▶ The problem:
Return the data verbatim, without pictures.

[Region pointing data]
:::::

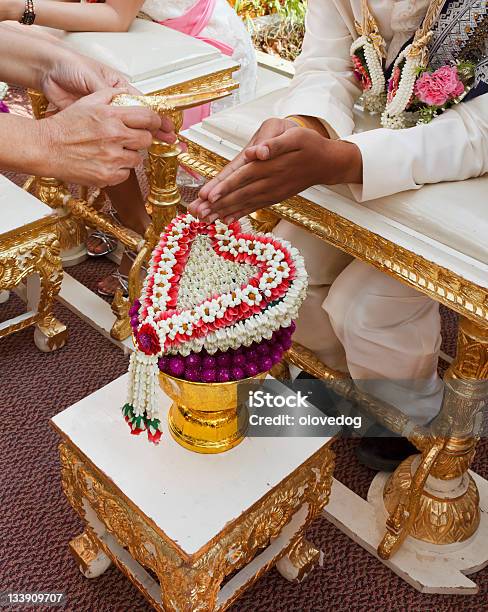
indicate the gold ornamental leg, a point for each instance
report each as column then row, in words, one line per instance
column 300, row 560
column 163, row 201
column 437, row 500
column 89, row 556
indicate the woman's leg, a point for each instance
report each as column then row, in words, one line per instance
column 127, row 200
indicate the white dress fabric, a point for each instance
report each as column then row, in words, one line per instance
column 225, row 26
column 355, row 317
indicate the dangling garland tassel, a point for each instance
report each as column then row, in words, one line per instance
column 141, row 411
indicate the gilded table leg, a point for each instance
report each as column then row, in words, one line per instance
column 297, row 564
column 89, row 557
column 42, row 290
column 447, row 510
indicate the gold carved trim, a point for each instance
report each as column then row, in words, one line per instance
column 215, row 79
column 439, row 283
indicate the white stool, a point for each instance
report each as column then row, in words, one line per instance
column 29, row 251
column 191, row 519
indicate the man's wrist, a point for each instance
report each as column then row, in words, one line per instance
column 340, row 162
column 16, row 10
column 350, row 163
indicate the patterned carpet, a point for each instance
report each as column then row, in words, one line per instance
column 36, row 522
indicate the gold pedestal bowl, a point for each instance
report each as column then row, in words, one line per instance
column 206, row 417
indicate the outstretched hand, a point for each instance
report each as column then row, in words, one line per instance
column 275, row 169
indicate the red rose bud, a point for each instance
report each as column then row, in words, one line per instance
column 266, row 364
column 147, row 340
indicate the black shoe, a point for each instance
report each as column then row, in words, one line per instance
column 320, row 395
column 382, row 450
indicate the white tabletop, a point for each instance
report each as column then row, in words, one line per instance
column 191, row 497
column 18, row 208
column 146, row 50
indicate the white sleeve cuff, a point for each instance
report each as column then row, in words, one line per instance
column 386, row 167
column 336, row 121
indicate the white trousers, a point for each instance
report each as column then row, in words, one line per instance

:::::

▶ Output below:
indicate the gold ornamental leg, a point for each instance
report each as column then row, in words, one line per instance
column 300, row 560
column 163, row 201
column 437, row 500
column 89, row 556
indicate the woman's leg, a point for each instance
report each as column then row, in words, one line per instance
column 127, row 200
indicate the white dress fabric, a point for each instance
report each as column then row, in words, one line per instance
column 225, row 26
column 355, row 317
indicate the dangling garland tassel, a point for each instance
report each as column then row, in words, one line per instance
column 141, row 411
indicate the gilded table leg, a point for each instance
report each as column then row, in words, one line per instance
column 297, row 564
column 89, row 557
column 42, row 290
column 447, row 510
indicate the gold carved trim, a point for each instance
report each as column then row, in words, one line per instance
column 215, row 79
column 439, row 283
indicate the white stool, a point for each instance
report each as column then row, in words, one line per instance
column 29, row 251
column 191, row 519
indicate the man's wrist, a point for each instance
report each as column then row, in words, one line per instance
column 340, row 162
column 16, row 10
column 350, row 163
indicate the patterned carpet, a point for each instance
report each as column then row, in words, one line per instance
column 36, row 522
indicate the gold pedestal bowl, a point for each instance
report each as column then row, in words, one line per instance
column 206, row 417
indicate the outstretched hand, a point for each instance
report each as column then row, in words, one line per instance
column 275, row 169
indicate the red rose bud, a point for each instance
report each as column then row, in words, one line per instance
column 266, row 364
column 147, row 340
indicate the black shoe, a point for each instance
report each as column then row, in words, one line per instance
column 320, row 395
column 382, row 450
indicate the white tabletop, a point for each instance
report each as column then row, in words, one line per instance
column 191, row 497
column 18, row 208
column 146, row 50
indicate the white sleeve cuff, a point for each instance
report each as column then row, in words, one line per instance
column 386, row 167
column 336, row 121
indicate the white trousers, a point for each instance
report each as column then row, in words, one line per instance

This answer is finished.